- Data:
....

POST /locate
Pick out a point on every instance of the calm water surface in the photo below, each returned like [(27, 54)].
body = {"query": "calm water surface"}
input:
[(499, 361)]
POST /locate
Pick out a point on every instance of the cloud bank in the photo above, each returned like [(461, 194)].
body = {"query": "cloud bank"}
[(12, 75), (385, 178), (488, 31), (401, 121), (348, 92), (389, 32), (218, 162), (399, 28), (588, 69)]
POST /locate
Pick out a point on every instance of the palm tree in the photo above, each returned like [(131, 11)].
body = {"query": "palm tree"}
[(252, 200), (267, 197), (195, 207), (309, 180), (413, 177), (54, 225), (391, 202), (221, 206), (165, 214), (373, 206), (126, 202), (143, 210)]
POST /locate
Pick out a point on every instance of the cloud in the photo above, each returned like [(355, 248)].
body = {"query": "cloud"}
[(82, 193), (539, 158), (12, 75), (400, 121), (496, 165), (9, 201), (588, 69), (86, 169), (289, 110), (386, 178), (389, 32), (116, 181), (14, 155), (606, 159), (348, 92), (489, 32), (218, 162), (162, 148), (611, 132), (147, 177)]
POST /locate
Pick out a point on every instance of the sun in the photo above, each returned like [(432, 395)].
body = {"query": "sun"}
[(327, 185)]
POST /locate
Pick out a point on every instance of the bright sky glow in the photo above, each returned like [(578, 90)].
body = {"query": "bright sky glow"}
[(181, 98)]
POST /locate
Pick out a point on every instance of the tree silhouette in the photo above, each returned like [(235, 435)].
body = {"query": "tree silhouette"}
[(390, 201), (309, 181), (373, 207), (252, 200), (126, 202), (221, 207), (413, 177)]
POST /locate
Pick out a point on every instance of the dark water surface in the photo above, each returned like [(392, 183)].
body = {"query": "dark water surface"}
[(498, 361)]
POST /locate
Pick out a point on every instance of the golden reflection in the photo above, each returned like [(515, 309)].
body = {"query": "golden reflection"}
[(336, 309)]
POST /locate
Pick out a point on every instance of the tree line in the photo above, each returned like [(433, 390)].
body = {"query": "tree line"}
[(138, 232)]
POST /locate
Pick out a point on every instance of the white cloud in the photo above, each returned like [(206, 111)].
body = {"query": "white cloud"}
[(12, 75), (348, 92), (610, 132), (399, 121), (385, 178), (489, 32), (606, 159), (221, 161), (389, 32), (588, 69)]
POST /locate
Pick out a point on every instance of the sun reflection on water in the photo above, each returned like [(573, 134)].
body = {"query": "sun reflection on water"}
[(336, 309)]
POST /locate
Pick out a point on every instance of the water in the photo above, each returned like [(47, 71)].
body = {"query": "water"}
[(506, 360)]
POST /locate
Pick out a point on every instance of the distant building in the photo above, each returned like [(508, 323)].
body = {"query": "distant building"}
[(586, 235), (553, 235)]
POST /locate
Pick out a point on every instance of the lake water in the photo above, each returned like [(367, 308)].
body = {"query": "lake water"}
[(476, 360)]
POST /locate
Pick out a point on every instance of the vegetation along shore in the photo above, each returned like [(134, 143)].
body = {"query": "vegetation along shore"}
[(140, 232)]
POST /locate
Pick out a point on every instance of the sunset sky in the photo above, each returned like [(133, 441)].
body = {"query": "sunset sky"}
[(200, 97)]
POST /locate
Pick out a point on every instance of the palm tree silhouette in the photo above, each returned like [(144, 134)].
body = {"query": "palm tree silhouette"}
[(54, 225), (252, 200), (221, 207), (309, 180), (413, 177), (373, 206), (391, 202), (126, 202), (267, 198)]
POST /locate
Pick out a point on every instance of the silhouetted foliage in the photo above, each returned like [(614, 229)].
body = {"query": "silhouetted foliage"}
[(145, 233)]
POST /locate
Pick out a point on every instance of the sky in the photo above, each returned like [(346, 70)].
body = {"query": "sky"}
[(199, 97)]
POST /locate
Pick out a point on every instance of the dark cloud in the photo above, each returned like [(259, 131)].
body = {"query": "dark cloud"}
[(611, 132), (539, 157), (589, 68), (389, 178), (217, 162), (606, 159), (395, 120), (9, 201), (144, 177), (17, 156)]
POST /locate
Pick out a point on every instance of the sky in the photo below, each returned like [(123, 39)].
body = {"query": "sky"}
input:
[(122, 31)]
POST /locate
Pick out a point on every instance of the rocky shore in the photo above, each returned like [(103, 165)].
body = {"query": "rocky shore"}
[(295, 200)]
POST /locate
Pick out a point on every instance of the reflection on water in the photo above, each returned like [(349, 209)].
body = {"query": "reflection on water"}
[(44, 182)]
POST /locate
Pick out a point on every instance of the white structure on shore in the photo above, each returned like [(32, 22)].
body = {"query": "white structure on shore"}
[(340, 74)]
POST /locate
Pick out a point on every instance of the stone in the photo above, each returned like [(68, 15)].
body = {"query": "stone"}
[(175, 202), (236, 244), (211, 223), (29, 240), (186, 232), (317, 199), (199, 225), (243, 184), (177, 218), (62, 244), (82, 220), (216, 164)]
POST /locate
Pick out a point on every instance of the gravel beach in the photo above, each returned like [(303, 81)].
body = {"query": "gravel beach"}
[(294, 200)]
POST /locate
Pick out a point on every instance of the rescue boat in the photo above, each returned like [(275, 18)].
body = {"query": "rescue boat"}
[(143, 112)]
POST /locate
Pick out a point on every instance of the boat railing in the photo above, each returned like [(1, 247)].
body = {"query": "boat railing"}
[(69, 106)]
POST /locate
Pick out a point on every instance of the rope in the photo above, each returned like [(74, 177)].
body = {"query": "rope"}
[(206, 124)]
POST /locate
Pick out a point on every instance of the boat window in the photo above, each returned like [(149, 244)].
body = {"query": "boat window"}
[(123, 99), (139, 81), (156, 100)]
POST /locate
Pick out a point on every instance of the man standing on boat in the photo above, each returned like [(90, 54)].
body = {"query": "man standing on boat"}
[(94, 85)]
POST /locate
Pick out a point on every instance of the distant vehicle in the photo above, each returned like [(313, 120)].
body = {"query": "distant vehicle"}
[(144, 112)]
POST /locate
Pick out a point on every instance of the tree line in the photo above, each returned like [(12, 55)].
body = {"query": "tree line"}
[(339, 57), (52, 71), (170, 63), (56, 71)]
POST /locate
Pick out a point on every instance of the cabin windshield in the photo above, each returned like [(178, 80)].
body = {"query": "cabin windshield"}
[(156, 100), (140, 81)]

....

- Instructions to follow:
Please render every line of the records above as a JSON list of strings, one string per line, with blank lines omitted.

- Answer to the exercise:
[
  "POST /locate",
  "Pick out a point on every instance of the calm water surface in the photo below, each returned like [(27, 54)].",
  "body = {\"query\": \"calm water surface\"}",
  "input:",
  "[(499, 361)]",
  "POST /locate",
  "Pick out a point on every instance of the cloud bank in the photo above, each returned like [(461, 194)].",
  "body = {\"query\": \"cloud bank\"}",
  "[(12, 75), (385, 178), (488, 31), (401, 121), (348, 92), (389, 32), (218, 162), (399, 28), (588, 69)]",
  "POST /locate",
  "Pick out a point on every instance of the palm tree in the photo above, each returned like [(131, 11)].",
  "body = {\"query\": \"palm tree\"}",
  "[(252, 200), (267, 197), (195, 207), (309, 180), (413, 177), (54, 225), (391, 202), (221, 206), (165, 214), (373, 206), (126, 202), (143, 210)]",
  "POST /locate",
  "Pick out a point on every instance of the cloud in the photo above, each returned like [(355, 248)].",
  "body = {\"query\": \"cloud\"}",
  "[(82, 193), (539, 158), (12, 75), (400, 121), (496, 165), (9, 201), (588, 69), (86, 169), (289, 110), (386, 178), (389, 32), (116, 181), (14, 155), (606, 159), (348, 92), (489, 32), (218, 162), (162, 148), (611, 132), (147, 177)]",
  "POST /locate",
  "Pick out a point on every instance of the sun in the photo above, each returned like [(432, 395)].",
  "body = {\"query\": \"sun\"}",
  "[(327, 185)]",
  "POST /locate",
  "Pick out a point on every instance of the bright sky glow in the photo above, each returned like [(578, 90)].",
  "body = {\"query\": \"bright sky glow\"}",
  "[(181, 98)]",
  "POST /locate",
  "Pick out a point on every instance of the tree silhouette in the photo above, each returned like [(235, 435)].",
  "body = {\"query\": \"tree silhouette\"}",
  "[(390, 201), (309, 181), (373, 207), (252, 200), (126, 202), (221, 207), (413, 177)]",
  "POST /locate",
  "Pick out a point on every instance of the dark water surface in the photo above, each returned like [(392, 183)].",
  "body = {\"query\": \"dark water surface\"}",
  "[(498, 361)]",
  "POST /locate",
  "Pick out a point on every instance of the golden reflection in the photo above, each returned like [(515, 309)].",
  "body = {\"query\": \"golden reflection\"}",
  "[(336, 309)]",
  "POST /locate",
  "Pick out a point on every instance of the tree line in the photo above, each returned like [(433, 390)].",
  "body = {\"query\": \"tree line\"}",
  "[(138, 232)]",
  "POST /locate",
  "Pick out a point on every instance of the white cloud in the photo above, each returned like [(206, 111)].",
  "body = {\"query\": \"white cloud\"}",
  "[(12, 75), (348, 92), (610, 132), (399, 121), (385, 178), (489, 32), (606, 159), (221, 161), (389, 32), (588, 69)]",
  "POST /locate",
  "Pick out a point on every instance of the sun reflection on water in the photo above, each returned like [(573, 134)].",
  "body = {\"query\": \"sun reflection on water\"}",
  "[(336, 309)]",
  "POST /locate",
  "Pick out a point on every instance of the water in the photo above, each returned like [(47, 71)].",
  "body = {\"query\": \"water\"}",
  "[(506, 360)]",
  "POST /locate",
  "Pick out a point on every instance of the distant building in the photo above, each returned like [(508, 323)].",
  "body = {\"query\": \"distant building\"}",
  "[(586, 235), (553, 235)]",
  "POST /locate",
  "Pick out a point on every instance of the lake water in the photo above, each returned like [(367, 308)].",
  "body = {\"query\": \"lake water\"}",
  "[(476, 360)]",
  "POST /locate",
  "Pick out a point on every instance of the vegetation along shore in the photo above, each returned like [(134, 143)].",
  "body = {\"query\": \"vegetation along shore\"}",
  "[(140, 232)]",
  "POST /locate",
  "Pick out a point on every instance of the sunset sky in the photo above, each returned like [(133, 441)].",
  "body = {\"query\": \"sunset sky\"}",
  "[(200, 97)]",
  "POST /locate",
  "Pick out a point on every instance of the palm tree silhouette in the photo above, each returned like [(144, 134)].",
  "body = {\"query\": \"palm tree silhouette\"}",
  "[(54, 225), (252, 200), (221, 207), (309, 180), (413, 177), (373, 206), (391, 202), (126, 202), (267, 198)]",
  "POST /locate",
  "Pick out a point on every instance of the silhouetted foliage in the photo above, each returned like [(614, 229)].",
  "body = {\"query\": \"silhouetted foliage\"}",
  "[(145, 233)]",
  "POST /locate",
  "Pick out a point on every instance of the sky in the photo above, each returned like [(346, 70)].",
  "body = {\"query\": \"sky\"}",
  "[(199, 97)]",
  "POST /locate",
  "Pick out a point on every instance of the dark cloud in the photo above, each returned like [(259, 131)].",
  "body = {\"query\": \"dark cloud\"}",
  "[(611, 132), (539, 157), (589, 68), (389, 178), (217, 162), (606, 159), (395, 120), (9, 201), (144, 177), (17, 156)]",
  "POST /locate",
  "Pick out a point on every instance of the sky in the photo below, each returned like [(123, 39)].",
  "body = {\"query\": \"sky\"}",
  "input:",
  "[(122, 31)]",
  "POST /locate",
  "Pick out a point on every instance of the rocky shore in the photo above, each returned like [(103, 165)].",
  "body = {\"query\": \"rocky shore\"}",
  "[(295, 200)]",
  "POST /locate",
  "Pick out a point on every instance of the reflection on water in the photo above, each returned like [(349, 209)].",
  "body = {\"query\": \"reflection on water\"}",
  "[(44, 182)]",
  "POST /locate",
  "Pick out a point on every instance of the white structure on shore in the photo above, each returned like [(32, 22)].",
  "body = {\"query\": \"white structure on shore\"}",
  "[(340, 74)]",
  "POST /locate",
  "Pick out a point on every instance of the stone in the photo above, each returned like [(68, 15)].",
  "body = {\"query\": \"stone\"}",
  "[(175, 202), (236, 244), (211, 223), (29, 240), (186, 232), (317, 199), (199, 225), (243, 184), (177, 218), (62, 244), (82, 220), (216, 164)]",
  "POST /locate",
  "Pick out a point on every instance of the gravel beach in the photo above, each returned like [(303, 81)].",
  "body = {\"query\": \"gravel beach\"}",
  "[(294, 200)]",
  "POST /locate",
  "Pick out a point on every instance of the rescue boat in the photo above, each returned like [(275, 18)].",
  "body = {\"query\": \"rescue boat\"}",
  "[(143, 112)]",
  "POST /locate",
  "Pick out a point on every instance of the boat railing in the photo above, each returned like [(1, 247)].",
  "body = {\"query\": \"boat railing\"}",
  "[(69, 106)]",
  "POST /locate",
  "Pick out a point on every instance of the rope in the photo above, each returned like [(74, 177)].",
  "body = {\"query\": \"rope\"}",
  "[(206, 124)]",
  "POST /locate",
  "Pick out a point on every instance of the boat window in the photo above, each returned like [(149, 244)].",
  "body = {\"query\": \"boat window\"}",
  "[(123, 99), (139, 81), (156, 100)]",
  "POST /locate",
  "Pick out a point on every instance of the man standing on boat in the photo above, each returned like [(90, 54)].",
  "body = {\"query\": \"man standing on boat\"}",
  "[(94, 85)]",
  "POST /locate",
  "Pick out a point on every instance of the distant vehicle in the photo above, each returned like [(313, 120)].",
  "body = {\"query\": \"distant vehicle\"}",
  "[(144, 112)]",
  "POST /locate",
  "Pick out a point on every instance of the tree line in the photo above, each returned like [(12, 55)].",
  "body = {\"query\": \"tree line\"}",
  "[(339, 57), (52, 71), (170, 63), (56, 71)]",
  "POST /locate",
  "Pick out a point on every instance of the cabin windshield in the photo above, each returned like [(178, 80)].",
  "body = {\"query\": \"cabin windshield\"}",
  "[(156, 100), (140, 81)]"
]